Coordinate annotation records:
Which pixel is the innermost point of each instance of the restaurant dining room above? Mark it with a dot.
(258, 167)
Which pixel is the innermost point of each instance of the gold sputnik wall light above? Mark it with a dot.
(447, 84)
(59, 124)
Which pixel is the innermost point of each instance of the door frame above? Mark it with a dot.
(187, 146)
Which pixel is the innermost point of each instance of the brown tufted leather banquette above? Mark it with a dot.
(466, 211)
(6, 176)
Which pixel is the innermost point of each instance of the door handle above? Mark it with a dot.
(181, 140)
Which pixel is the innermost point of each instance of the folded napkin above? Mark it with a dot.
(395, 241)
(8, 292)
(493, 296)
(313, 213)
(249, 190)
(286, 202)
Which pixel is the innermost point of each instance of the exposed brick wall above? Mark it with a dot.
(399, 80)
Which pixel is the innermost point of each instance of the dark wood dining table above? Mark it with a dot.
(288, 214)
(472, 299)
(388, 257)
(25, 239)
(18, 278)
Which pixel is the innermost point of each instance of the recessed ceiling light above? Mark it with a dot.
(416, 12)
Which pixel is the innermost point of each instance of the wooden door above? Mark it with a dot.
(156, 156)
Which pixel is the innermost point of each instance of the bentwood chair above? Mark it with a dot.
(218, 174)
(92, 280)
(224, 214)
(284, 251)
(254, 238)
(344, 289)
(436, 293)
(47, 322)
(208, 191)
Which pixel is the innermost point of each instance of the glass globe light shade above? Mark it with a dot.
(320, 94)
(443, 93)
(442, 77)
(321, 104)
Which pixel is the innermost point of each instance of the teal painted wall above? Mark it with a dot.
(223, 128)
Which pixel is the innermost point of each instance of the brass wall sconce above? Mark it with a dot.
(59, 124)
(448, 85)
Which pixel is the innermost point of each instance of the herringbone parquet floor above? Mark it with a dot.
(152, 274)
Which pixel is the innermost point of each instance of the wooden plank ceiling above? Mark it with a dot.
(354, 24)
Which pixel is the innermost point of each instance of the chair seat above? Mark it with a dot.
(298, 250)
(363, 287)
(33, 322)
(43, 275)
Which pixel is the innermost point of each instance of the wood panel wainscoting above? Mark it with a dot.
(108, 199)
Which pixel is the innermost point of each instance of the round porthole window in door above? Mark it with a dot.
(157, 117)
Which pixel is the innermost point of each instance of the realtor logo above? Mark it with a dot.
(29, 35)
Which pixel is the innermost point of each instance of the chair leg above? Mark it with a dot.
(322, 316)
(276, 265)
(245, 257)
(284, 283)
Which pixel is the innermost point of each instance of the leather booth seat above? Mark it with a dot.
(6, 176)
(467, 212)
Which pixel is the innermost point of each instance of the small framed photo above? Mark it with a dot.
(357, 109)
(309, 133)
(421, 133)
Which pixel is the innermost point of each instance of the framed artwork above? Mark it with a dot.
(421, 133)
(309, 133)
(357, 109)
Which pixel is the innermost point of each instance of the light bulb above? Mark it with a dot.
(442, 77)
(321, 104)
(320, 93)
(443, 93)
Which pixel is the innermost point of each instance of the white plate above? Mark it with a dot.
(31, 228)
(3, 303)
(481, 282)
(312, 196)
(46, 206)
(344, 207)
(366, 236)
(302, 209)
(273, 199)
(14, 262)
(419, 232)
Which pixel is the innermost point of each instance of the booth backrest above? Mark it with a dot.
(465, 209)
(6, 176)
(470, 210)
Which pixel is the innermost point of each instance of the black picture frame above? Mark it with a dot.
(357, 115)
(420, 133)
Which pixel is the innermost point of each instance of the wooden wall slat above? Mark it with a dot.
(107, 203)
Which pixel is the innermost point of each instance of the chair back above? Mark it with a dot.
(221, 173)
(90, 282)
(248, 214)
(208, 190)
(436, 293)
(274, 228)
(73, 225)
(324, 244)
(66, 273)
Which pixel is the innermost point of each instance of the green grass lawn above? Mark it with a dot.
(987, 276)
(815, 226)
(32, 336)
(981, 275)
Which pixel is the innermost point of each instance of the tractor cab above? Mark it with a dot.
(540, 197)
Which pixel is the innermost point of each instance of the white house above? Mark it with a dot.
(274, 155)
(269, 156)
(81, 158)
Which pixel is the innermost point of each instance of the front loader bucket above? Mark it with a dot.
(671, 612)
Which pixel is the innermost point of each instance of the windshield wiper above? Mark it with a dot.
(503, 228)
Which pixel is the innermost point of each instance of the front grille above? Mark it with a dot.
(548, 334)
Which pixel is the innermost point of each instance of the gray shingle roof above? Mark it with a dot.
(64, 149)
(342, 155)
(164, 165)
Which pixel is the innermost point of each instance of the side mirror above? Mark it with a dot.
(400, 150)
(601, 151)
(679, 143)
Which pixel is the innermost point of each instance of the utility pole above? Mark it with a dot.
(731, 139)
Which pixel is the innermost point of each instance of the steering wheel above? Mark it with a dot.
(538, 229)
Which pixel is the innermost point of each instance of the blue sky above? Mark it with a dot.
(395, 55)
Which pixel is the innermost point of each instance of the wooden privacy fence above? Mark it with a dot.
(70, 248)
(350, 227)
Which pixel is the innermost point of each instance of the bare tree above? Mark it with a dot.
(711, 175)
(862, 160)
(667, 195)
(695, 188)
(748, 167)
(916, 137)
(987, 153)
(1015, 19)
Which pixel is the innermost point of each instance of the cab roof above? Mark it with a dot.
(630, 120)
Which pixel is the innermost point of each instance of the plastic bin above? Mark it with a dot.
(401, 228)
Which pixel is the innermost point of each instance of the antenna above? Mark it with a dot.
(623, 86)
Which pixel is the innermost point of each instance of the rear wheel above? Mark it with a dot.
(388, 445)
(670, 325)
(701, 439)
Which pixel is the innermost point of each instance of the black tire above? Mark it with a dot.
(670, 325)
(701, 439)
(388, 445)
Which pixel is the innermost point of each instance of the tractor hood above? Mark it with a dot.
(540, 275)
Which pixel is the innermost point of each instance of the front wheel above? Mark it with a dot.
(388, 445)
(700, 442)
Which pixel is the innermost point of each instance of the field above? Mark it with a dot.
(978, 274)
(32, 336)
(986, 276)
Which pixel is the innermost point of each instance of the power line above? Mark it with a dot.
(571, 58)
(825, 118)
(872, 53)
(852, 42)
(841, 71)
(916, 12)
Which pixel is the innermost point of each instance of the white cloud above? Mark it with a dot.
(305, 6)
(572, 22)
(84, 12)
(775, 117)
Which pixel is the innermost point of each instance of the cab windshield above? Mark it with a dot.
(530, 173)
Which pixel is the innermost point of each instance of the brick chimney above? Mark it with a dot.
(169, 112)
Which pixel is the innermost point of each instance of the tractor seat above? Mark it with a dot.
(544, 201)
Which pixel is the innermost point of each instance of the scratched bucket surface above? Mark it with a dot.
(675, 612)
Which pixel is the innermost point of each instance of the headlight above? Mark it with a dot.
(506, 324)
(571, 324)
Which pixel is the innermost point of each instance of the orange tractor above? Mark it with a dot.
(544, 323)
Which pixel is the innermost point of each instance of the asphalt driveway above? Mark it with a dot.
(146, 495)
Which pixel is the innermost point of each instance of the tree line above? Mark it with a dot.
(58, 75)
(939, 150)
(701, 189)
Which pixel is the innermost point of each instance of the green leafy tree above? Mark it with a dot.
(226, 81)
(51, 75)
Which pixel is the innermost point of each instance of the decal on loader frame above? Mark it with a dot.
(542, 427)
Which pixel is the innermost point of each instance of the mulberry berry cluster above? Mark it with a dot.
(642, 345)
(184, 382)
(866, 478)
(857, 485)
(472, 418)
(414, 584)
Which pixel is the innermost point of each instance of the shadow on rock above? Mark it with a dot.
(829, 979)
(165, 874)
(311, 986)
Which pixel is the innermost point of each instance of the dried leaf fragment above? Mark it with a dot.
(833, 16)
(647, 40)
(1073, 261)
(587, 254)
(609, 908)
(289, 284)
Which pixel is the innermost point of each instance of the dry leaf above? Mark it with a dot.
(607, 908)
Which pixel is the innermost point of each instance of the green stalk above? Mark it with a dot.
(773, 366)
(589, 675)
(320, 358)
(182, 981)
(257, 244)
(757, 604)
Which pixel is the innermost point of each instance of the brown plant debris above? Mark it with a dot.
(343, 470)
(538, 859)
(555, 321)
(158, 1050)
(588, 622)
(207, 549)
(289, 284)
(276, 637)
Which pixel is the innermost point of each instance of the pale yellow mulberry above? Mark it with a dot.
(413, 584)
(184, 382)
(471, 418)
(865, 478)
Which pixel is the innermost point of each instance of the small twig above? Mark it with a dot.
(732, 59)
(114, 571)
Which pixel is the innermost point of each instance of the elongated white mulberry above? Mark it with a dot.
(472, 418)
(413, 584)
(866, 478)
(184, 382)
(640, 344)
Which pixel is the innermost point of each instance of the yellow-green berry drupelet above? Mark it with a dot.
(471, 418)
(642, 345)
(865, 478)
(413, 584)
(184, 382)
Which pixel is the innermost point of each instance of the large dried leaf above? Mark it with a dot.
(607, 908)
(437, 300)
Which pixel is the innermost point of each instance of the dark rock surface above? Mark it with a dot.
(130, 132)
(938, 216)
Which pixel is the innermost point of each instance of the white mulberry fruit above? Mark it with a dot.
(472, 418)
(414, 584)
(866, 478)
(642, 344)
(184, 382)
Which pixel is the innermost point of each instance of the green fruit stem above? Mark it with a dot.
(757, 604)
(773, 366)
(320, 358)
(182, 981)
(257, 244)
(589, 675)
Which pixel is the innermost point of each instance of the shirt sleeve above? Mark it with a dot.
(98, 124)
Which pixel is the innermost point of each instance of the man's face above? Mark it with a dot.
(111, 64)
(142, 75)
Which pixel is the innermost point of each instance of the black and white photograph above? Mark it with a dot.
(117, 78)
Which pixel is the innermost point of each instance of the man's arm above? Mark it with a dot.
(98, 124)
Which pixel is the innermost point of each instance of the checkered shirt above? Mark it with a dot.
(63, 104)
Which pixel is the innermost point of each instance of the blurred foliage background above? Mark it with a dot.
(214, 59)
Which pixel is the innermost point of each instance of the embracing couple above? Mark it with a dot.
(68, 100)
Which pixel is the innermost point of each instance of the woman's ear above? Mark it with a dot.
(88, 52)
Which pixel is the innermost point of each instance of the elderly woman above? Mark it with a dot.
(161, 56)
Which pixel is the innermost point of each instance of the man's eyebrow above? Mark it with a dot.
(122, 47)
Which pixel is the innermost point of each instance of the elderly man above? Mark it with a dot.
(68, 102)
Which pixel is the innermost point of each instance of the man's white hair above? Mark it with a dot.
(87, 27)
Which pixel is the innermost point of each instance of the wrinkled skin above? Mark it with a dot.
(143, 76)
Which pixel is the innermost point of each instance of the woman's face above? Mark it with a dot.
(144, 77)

## WHAT YOU HAVE TO DO
Set out exactly the run of lines that begins at the line holding "drupelet above? Mark it with a dot." and ends at the last line of the data.

## WRITTEN ANSWER
Which pixel is the innermost point of each instance of the yellow-green berry drupelet above? Mark it with a dot.
(471, 418)
(642, 345)
(865, 478)
(413, 584)
(184, 382)
Which pixel is the innermost point of each instance of the large dried leaf above? Mark it with a dot.
(607, 908)
(437, 300)
Which pixel is the innermost point of each instance of the dark rock surface above? Mark it with a dot.
(130, 132)
(938, 216)
Which pixel is the innermost point of each instance of the white mulberry fruit above? Mark it with a dot.
(472, 418)
(414, 584)
(866, 478)
(642, 344)
(184, 382)
Which pixel is the innermost point of each instance of the green fruit stem above? Mark it with a dot.
(757, 604)
(773, 366)
(320, 358)
(182, 981)
(257, 244)
(589, 675)
Which pixel is the innermost point of each instance of the shirt sleeve above? Mark it with a dot.
(98, 124)
Which pixel is the innermost point of each instance of the man's face above? Mark it with a dot.
(111, 64)
(142, 75)
Which pixel is the innermost point of each instance of the black and white photograph above? Mark it with a dot.
(117, 78)
Which pixel is the innermost point of each instance of the man's arm above? Mark it with a dot.
(98, 124)
Which pixel is the innermost point of each instance of the checkered shirt above? Mark it with a dot.
(63, 104)
Which pixel is the innermost point of each instance of the blurred foliage background above? Mark it with a dot.
(214, 59)
Which pixel is the innermost point of each instance of the embracing couple above? Mark it with a dot.
(68, 100)
Which pixel is the innermost point of each instance of the woman's ear above? Mark it with a dot.
(88, 52)
Which pixel is the innermost point of each instance of the elderly woman above? Mark it with a dot.
(161, 56)
Which pixel is the innermost point of each instance of the man's eyebrow above? Mark it with a dot.
(122, 47)
Which pixel is the innermost point of each instance of the elderly man above? Mark it with a dot.
(68, 102)
Which pixel is the innermost point of each instance of the man's white hair above? Mark it with a dot.
(87, 27)
Which pixel is the innermost point of each instance of the wrinkled skin above? Mark it with a dot.
(143, 76)
Which pixel is the innermost point of each instance of the woman's face above? Mark it with a dot.
(144, 77)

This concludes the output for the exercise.